■ What you have to do
Reproduce the following lines word for word, with nothing changed.

[Object pointing dataset rows]
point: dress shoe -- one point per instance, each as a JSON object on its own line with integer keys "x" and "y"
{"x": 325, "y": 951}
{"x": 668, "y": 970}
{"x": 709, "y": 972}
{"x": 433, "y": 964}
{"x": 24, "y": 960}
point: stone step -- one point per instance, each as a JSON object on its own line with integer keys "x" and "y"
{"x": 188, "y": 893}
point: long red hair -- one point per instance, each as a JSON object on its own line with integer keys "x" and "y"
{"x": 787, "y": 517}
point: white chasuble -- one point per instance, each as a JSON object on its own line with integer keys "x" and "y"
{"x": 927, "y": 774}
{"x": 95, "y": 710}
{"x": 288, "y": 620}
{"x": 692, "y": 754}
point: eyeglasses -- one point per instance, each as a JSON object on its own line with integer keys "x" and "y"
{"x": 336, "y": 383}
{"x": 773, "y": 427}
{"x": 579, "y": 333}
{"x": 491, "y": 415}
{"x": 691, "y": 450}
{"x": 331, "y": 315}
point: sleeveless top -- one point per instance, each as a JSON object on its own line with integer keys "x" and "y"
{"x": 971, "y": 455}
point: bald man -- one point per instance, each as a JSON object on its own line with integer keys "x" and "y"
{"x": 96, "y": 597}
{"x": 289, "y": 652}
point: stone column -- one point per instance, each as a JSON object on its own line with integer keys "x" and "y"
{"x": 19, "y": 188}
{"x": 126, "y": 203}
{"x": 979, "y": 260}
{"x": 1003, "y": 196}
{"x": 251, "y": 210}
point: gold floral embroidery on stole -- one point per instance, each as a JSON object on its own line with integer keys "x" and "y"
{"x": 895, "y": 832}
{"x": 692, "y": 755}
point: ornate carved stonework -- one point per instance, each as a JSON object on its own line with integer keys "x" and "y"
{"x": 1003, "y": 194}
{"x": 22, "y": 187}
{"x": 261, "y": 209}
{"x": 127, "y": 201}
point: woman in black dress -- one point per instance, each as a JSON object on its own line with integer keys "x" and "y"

■ Full response
point: dress shoe -- one point per instance, each as a JSON object on its own line with integer keys "x" and "y"
{"x": 325, "y": 951}
{"x": 668, "y": 970}
{"x": 709, "y": 972}
{"x": 433, "y": 964}
{"x": 24, "y": 960}
point: stone step -- one point per instance, each as a JSON object on its own line with integer keys "x" and "y"
{"x": 188, "y": 893}
point: long red hair -- one point per instance, each as a JSON object on its own line with integer keys "x" and "y"
{"x": 787, "y": 517}
point: white chasuble -- one point per instance, each as a JSON object on its own line with integer keys "x" and "y"
{"x": 927, "y": 774}
{"x": 95, "y": 710}
{"x": 288, "y": 620}
{"x": 692, "y": 754}
point: eyeglasses -- one point per instance, each as a JSON object on its own line with integer keys "x" and "y"
{"x": 336, "y": 383}
{"x": 773, "y": 427}
{"x": 579, "y": 333}
{"x": 491, "y": 415}
{"x": 691, "y": 450}
{"x": 331, "y": 315}
point: sleeveless top -- one point per instance, each as a JSON object on its own line with integer keys "x" and "y"
{"x": 971, "y": 455}
point: bald man -- one point per instance, each as a JSON object on its own line with integer keys "x" and "y"
{"x": 96, "y": 597}
{"x": 289, "y": 652}
point: stone column -- one point per instance, each as a JSON object on its own line with integer keys "x" and "y"
{"x": 19, "y": 188}
{"x": 126, "y": 203}
{"x": 979, "y": 260}
{"x": 1003, "y": 196}
{"x": 251, "y": 210}
point: gold floral embroidery on stole -- one point per instance, each as a JSON object on its own line with integer keys "x" and "y"
{"x": 895, "y": 832}
{"x": 692, "y": 755}
point: ornate carved stonework -- one point per instance, each as a JSON object on its own line with integer keys "x" and "y"
{"x": 1003, "y": 194}
{"x": 22, "y": 187}
{"x": 261, "y": 209}
{"x": 127, "y": 201}
point: woman in black dress -- one point per instance, each as a JSON object on its own line with integer keys "x" and "y"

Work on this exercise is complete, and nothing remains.